» **WHAT YOU NEED TO DO**
Restate verbatim the span of lines below between the line with "Format: [172,525]" and the line with "Format: [379,403]", including those two lines, and only that span.

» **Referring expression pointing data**
-=-=-

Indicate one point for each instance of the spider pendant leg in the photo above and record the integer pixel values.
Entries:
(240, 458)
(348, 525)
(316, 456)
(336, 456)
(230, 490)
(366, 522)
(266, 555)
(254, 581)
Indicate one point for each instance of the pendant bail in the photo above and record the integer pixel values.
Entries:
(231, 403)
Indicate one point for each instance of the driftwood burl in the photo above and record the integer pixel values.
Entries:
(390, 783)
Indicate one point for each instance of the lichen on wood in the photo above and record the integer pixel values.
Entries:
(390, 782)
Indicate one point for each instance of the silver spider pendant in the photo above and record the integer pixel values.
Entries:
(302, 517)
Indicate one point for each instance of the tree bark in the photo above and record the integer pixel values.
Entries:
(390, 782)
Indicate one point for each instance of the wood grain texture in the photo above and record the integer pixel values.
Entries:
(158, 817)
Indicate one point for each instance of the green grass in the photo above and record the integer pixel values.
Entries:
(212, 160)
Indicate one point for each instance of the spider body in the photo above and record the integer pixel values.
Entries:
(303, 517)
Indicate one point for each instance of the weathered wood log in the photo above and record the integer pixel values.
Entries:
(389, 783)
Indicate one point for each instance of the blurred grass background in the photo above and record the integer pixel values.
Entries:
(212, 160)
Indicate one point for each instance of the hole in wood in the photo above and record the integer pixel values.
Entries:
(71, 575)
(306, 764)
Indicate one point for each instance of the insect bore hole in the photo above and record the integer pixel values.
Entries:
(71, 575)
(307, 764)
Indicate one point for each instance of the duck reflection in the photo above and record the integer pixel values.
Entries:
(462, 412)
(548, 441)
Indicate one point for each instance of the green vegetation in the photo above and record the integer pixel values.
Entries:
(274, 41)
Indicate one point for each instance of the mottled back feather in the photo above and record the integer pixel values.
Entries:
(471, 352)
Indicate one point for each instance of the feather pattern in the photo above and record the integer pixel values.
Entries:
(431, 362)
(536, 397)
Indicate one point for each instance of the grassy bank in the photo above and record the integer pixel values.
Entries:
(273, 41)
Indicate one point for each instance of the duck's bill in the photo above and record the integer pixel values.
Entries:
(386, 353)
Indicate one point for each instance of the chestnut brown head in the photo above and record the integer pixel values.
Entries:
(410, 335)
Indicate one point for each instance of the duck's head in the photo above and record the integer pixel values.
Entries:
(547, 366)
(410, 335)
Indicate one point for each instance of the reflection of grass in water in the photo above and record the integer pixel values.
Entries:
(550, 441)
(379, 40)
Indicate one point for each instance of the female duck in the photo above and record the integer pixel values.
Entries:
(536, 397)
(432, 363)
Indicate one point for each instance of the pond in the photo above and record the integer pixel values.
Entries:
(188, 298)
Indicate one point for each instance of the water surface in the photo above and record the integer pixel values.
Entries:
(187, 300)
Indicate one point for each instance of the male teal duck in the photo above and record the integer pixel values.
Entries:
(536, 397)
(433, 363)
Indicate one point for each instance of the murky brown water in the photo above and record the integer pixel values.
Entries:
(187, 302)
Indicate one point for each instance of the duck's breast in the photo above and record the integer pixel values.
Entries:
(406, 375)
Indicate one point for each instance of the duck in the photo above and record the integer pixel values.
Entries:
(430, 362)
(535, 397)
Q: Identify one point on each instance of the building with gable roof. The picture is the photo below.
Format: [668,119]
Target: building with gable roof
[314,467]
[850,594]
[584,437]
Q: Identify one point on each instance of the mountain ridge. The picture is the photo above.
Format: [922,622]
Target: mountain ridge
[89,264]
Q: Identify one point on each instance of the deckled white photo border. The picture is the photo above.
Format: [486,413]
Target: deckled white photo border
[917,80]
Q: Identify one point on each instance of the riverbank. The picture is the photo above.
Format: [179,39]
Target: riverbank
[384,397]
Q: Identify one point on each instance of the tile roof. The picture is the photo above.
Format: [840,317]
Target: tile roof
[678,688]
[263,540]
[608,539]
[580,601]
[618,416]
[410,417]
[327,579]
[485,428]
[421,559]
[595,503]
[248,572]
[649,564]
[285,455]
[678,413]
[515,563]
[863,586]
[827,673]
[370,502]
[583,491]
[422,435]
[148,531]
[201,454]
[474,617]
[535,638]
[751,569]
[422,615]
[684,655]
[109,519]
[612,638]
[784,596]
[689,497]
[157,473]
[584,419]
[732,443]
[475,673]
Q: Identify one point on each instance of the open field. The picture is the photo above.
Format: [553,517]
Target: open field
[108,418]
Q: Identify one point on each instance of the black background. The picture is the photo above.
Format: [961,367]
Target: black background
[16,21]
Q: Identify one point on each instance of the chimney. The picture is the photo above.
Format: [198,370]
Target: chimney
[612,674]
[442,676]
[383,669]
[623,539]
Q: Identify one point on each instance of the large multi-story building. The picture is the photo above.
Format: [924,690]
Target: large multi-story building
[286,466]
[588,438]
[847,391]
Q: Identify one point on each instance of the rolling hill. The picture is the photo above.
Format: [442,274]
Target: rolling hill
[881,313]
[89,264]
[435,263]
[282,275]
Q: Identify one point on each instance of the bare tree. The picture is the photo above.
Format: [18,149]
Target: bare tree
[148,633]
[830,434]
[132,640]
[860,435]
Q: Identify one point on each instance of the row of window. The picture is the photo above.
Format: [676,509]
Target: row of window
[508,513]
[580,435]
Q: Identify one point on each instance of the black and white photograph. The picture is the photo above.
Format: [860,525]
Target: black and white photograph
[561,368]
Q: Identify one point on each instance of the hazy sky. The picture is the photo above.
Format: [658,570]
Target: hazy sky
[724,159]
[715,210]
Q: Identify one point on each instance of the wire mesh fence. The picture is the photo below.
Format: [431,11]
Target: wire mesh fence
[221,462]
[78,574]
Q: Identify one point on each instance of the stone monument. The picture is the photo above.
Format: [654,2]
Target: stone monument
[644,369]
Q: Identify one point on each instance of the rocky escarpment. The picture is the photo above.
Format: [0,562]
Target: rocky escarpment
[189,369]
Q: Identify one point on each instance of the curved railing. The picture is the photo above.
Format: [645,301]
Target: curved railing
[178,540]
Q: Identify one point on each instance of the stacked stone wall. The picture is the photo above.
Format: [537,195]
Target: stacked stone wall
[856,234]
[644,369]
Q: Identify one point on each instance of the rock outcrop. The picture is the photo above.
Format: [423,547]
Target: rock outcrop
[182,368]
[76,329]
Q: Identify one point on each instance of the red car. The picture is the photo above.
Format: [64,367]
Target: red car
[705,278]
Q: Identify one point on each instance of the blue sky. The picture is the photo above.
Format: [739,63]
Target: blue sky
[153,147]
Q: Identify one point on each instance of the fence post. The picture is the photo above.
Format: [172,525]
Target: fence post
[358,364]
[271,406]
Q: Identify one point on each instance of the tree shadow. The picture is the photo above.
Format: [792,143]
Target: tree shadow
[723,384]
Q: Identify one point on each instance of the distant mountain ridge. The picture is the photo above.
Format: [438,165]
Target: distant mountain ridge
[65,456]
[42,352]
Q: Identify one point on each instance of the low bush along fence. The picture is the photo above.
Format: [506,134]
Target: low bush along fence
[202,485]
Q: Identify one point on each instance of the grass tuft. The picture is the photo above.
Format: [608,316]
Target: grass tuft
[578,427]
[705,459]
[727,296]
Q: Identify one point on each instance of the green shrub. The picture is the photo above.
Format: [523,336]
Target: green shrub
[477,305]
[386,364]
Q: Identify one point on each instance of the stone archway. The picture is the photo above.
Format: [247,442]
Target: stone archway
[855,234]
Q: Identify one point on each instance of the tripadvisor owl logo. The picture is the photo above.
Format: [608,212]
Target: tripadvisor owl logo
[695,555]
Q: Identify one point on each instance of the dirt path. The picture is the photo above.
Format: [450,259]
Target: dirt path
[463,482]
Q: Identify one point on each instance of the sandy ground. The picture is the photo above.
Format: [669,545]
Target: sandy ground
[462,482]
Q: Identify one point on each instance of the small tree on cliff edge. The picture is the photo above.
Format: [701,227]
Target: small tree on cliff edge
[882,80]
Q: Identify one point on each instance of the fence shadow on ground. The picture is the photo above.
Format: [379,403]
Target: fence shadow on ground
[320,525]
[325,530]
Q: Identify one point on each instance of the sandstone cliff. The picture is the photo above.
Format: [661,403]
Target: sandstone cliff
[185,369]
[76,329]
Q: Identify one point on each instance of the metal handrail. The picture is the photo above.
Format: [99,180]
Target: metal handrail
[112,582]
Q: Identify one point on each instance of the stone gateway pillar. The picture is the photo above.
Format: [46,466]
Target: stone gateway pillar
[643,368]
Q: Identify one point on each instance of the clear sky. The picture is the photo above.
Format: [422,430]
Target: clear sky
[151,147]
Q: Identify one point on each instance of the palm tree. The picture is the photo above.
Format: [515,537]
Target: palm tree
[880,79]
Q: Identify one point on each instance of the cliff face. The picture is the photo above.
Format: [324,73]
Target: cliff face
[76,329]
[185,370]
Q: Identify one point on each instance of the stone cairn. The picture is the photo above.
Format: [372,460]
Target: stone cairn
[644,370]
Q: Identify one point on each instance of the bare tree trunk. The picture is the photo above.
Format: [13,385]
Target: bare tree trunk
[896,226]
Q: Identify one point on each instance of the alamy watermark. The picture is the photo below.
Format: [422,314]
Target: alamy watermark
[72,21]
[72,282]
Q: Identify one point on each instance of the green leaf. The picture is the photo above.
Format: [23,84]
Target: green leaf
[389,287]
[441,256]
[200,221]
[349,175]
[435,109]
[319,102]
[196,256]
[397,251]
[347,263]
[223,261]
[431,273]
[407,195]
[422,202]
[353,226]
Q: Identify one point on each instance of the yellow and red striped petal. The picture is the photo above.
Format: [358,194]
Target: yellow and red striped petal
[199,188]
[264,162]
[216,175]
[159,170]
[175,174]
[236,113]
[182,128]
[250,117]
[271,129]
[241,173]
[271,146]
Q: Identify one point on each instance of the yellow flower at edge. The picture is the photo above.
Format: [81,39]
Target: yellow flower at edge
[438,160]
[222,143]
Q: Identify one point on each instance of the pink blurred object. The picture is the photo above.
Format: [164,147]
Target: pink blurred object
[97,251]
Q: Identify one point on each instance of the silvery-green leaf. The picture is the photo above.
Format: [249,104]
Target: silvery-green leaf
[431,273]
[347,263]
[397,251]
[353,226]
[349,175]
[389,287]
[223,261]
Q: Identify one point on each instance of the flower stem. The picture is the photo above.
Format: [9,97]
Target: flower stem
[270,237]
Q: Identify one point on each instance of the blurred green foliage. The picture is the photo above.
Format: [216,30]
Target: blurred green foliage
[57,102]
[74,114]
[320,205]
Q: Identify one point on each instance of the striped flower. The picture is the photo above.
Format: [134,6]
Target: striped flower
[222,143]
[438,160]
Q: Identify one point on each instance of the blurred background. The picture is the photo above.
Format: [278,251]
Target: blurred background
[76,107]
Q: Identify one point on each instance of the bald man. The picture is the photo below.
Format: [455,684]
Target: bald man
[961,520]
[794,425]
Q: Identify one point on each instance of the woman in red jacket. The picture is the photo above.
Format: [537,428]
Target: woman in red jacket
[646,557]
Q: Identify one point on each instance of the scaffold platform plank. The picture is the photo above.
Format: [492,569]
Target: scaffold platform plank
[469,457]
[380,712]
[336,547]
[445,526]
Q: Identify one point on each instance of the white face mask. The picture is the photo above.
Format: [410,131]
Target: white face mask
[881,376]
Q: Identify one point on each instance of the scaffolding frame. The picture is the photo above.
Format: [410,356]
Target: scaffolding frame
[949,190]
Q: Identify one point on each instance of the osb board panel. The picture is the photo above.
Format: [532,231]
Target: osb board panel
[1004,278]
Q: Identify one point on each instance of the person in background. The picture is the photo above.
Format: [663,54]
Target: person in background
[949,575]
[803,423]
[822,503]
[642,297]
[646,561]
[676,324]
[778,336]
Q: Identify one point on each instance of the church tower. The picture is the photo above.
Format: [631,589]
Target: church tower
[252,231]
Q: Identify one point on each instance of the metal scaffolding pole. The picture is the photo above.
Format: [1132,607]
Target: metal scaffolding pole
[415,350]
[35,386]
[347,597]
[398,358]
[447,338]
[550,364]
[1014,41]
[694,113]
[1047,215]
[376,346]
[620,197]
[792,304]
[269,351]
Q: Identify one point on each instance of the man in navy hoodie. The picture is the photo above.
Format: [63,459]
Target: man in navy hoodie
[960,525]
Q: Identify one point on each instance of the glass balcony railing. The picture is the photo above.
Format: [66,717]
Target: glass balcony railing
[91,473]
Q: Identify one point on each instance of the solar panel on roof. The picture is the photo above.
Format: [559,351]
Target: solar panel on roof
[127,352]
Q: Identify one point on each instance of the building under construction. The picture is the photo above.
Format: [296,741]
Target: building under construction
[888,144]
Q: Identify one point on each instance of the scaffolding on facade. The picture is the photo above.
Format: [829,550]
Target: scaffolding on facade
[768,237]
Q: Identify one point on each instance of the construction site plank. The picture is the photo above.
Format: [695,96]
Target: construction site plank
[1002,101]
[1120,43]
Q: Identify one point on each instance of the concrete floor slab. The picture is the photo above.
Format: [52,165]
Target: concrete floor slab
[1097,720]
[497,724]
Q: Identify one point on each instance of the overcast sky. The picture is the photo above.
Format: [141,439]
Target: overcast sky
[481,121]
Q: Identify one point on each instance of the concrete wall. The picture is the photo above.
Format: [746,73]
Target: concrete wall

-=-=-

» **SOLUTION**
Format: [172,525]
Target: fence post
[358,364]
[271,406]
Q: Identify one point on each instance of the tree shadow. The picture is the photo above.
Format: [792,143]
Target: tree shadow
[723,384]
Q: Identify one point on each instance of the distant mountain ridge. The picture is the photo above.
Format: [438,165]
Target: distant mountain ridge
[65,456]
[42,352]
Q: Identify one point on each instance of the low bush along fence. The picture is the photo above.
Format: [506,134]
Target: low bush along fence
[202,485]
Q: Identify one point on each instance of the grass tuft. The picture is the photo above.
Format: [608,316]
Target: grass tuft
[578,427]
[705,459]
[727,296]
Q: Identify one point on each instance of the green shrub. The picture is the photo above.
Format: [523,336]
Target: green shrub
[477,305]
[386,364]
Q: Identify one point on each instance of the stone archway. The picture is the photo above.
Format: [247,442]
Target: stone archway
[855,234]
Q: Identify one point on each instance of the tripadvisor owl logo. The picture is the photo above.
Format: [608,212]
Target: tripadvisor owl logo
[695,555]
Q: Identify one point on each instance of the dirt path. The picture is the photo above.
Format: [450,259]
Target: dirt path
[463,482]
Q: Identify one point on each instance of the sandy ground. The picture is the photo above.
Format: [669,545]
Target: sandy ground
[462,482]
Q: Identify one point on each instance of the small tree on cliff edge. The picture is the photo above.
Format: [701,227]
Target: small tree on cliff edge
[882,80]
Q: Identify one point on each instance of the fence shadow on ground. The picture is the photo above.
Format: [379,403]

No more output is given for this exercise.